[Exercício proposto]:
Responda, com base no texto sobre a linguagem da criança e a cultura, às perguntas abaixo:
(a) O que a aquisição da linguagem confere ao filhote humano?
(b) Como é caracterizado o mundo imediato da criança?
(c) A que a aquisição linguística continua muito atrelada durante toda a infância?

[Texto para leitura]:
------------------------
Bem-estar

A linguagem da criança e a cultura da humanidade

A comunicação verbal, por qualquer via, é um operação de alta complexidade. Para que ela aconteça a contento, é preciso que estas necessidades de obediência a regras sejam cumpridas

A aquisição da linguagem confere ao filhote humano a possibilidade de construir a cultura. A linguagem, que se inicia na rudimentar emissão de fonemas, que apenas se aproximam de palavras do mundo imediato da criança, vai se tornando cada vez mais complexa. O mundo imediato da criança é um mundo concreto, um mundo da experiência que ela vivencia. Isto está sintonizado com o desenvolvimento cognitivo, a maturação neural, a progressão das palavras, as afetivas, as mais familiares, dos verbos de ação, das frases simples e nos tempos do presente. E, passando das palavras e frases faladas para a leitura e a escrita destas palavras, a criança vai conquistando espaços linguísticos, mas durante toda a infância esta aquisição continua muito atrelada ao raciocínio concreto, seguindo as fases cognitivas no sentido do funcionamento do pensamento abstrato.
------------------------
[Bloco de dados]:

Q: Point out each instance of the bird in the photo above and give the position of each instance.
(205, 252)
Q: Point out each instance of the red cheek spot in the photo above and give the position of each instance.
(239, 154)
------------------------
[Resposta do exercício]:
(a) A possibilidade de construir a cultura.
(b) Como um mundo concreto, um mundo da experiência que a criança vivencia.
(c) Ao raciocínio concreto.